- Work to complete -
Search the records below for the word "dense". Pull out each line that has it.

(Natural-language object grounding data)
▼
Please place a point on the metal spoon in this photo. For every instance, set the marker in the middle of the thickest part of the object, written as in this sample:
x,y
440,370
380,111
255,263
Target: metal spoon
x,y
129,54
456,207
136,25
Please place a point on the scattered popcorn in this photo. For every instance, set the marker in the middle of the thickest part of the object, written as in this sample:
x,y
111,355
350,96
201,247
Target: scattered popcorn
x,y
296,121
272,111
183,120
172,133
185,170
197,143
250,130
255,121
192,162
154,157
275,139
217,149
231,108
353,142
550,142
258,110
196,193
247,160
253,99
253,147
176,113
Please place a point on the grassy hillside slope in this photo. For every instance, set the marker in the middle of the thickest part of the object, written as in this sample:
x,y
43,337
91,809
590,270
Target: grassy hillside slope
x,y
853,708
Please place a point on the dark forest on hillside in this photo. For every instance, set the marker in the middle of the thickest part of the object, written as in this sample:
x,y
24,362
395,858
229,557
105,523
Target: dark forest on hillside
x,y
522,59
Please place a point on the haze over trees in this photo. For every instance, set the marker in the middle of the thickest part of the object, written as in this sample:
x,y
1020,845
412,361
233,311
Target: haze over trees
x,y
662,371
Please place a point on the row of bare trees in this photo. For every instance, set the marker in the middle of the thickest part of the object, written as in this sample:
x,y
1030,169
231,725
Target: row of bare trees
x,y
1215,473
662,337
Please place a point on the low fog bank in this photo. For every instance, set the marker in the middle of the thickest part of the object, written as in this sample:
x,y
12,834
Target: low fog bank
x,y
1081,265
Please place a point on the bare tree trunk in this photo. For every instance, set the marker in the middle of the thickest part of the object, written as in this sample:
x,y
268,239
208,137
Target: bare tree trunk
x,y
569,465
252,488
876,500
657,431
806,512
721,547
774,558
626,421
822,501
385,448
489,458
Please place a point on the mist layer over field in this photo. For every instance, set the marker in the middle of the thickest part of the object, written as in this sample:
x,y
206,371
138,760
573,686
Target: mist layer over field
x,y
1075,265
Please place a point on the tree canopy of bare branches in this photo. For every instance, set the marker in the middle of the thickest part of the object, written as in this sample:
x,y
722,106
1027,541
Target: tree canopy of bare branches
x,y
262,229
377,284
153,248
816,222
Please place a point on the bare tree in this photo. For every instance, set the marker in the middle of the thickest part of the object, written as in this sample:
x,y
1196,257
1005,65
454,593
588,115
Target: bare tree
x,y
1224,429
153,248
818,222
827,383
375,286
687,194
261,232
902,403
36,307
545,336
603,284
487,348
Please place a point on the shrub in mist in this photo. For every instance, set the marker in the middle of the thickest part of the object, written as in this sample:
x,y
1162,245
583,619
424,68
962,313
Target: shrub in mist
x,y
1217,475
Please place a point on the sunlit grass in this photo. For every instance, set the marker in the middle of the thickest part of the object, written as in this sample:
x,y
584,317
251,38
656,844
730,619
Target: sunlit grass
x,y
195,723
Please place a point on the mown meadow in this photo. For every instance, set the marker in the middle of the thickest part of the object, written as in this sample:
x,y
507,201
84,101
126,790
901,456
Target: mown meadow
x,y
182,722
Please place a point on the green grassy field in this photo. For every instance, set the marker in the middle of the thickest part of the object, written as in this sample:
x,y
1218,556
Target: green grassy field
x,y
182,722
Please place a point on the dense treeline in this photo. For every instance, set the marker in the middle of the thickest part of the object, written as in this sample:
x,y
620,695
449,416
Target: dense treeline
▲
- Written answer -
Please place a point on the dense treeline in this photo. For every instance, set the marker in the middle of the thickest part of the object, written as in this sample:
Target: dense treeline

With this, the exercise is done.